## EXERCISE REQUIREMENTS
Copy out the entire forum thread on replacing commas inside quoted groups, word for word.

## DOCUMENT EXCERPT
**********
Substituting in a group

aquadoll · Jun 20, 2008

(Duplicate copy - not sure if the previous msg got posted !!)

Hello,
I am having the following kind of lines:

ABC XXX,2231,"Math, Physics",0.45,2
PQR ERR,2217,"Physics, Chemistry, Math",0.21,5
ABC PQR,1213,Physics,0.5,1

I want to detect when there are groups of subjects in the 3rd column,
remove the quotes in those cases and replace the comma by # inside the
groups. So, the above lines would be transformed to:

ABC XXX,2231,Math# Physics,0.45,2
PQR ERR,2217,Physics# Chemistry# Math,0.21,5
ABC PQR,1213,Physics,0.5,1

I could not think of any one-liner, so I tried the following:
(Assuming I am reading each line in a variable called $Entry)

if($Entry =~ /"[A-Za-z\s]*(,[A-Za-z\s]*)+"/)
{
my $TempEntry=$Entry;
$TempEntry =~ s/"([A-Za-z\s]*([,][A-Za-z\s]*)+)"/$1/;
# Change comma to # in this phrase
$TempEntry =~ s/,/#/g;
print "TempEntry=$TempEntry\n";
# Now replace the original phrase with this phrase in the original
entry
$Entry =~ s/"[A-Za-z\s]*(,[A-Za-z\s]*)+"/$TempEntry/;
print "New Entry=$Entry\n";
}

The above does not work - for some reason all commas get transformed
into # for the first two lines. Where is the problem?

Also, is there a not-so-cryptic one-liner for this one?

Thanks.

patrick · Jun 20, 2008

(Duplicate copy - not sure if the previous msg got posted !!)
**********
## DATA TO EXAMINE
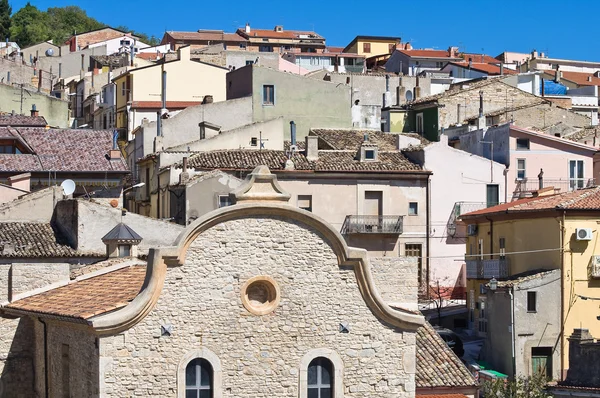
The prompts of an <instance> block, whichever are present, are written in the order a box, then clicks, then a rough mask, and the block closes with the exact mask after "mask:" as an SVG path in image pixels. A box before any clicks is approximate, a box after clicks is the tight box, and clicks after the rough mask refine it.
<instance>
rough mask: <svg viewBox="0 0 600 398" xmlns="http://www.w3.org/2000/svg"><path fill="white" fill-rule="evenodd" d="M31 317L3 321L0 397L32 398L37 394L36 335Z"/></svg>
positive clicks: (0, 342) (1, 328) (1, 325)
mask: <svg viewBox="0 0 600 398" xmlns="http://www.w3.org/2000/svg"><path fill="white" fill-rule="evenodd" d="M33 333H34V331H33V322H32V320H31V319H29V318H26V317H25V318H20V319H7V318H0V336H1V337H0V397H1V398H29V397H35V396H36V395H35V393H34V347H35V344H34V335H33Z"/></svg>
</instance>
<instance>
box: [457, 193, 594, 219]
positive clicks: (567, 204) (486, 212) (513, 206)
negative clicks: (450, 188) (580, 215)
**********
## OUTPUT BELOW
Substituting in a group

aquadoll · Jun 20, 2008

(Duplicate copy - not sure if the previous msg got posted !!)

Hello,
I am having the following kind of lines:

ABC XXX,2231,"Math, Physics",0.45,2
PQR ERR,2217,"Physics, Chemistry, Math",0.21,5
ABC PQR,1213,Physics,0.5,1

I want to detect when there are groups of subjects in the 3rd column,
remove the quotes in those cases and replace the comma by # inside the
groups. So, the above lines would be transformed to:

ABC XXX,2231,Math# Physics,0.45,2
PQR ERR,2217,Physics# Chemistry# Math,0.21,5
ABC PQR,1213,Physics,0.5,1

I could not think of any one-liner, so I tried the following:
(Assuming I am reading each line in a variable called $Entry)

if($Entry =~ /"[A-Za-z\s]*(,[A-Za-z\s]*)+"/)
{
my $TempEntry=$Entry;
$TempEntry =~ s/"([A-Za-z\s]*([,][A-Za-z\s]*)+)"/$1/;
# Change comma to # in this phrase
$TempEntry =~ s/,/#/g;
print "TempEntry=$TempEntry\n";
# Now replace the original phrase with this phrase in the original
entry
$Entry =~ s/"[A-Za-z\s]*(,[A-Za-z\s]*)+"/$TempEntry/;
print "New Entry=$Entry\n";
}

The above does not work - for some reason all commas get transformed
into # for the first two lines. Where is the problem?

Also, is there a not-so-cryptic one-liner for this one?

Thanks.

patrick · Jun 20, 2008

(Duplicate copy - not sure if the previous msg got posted !!)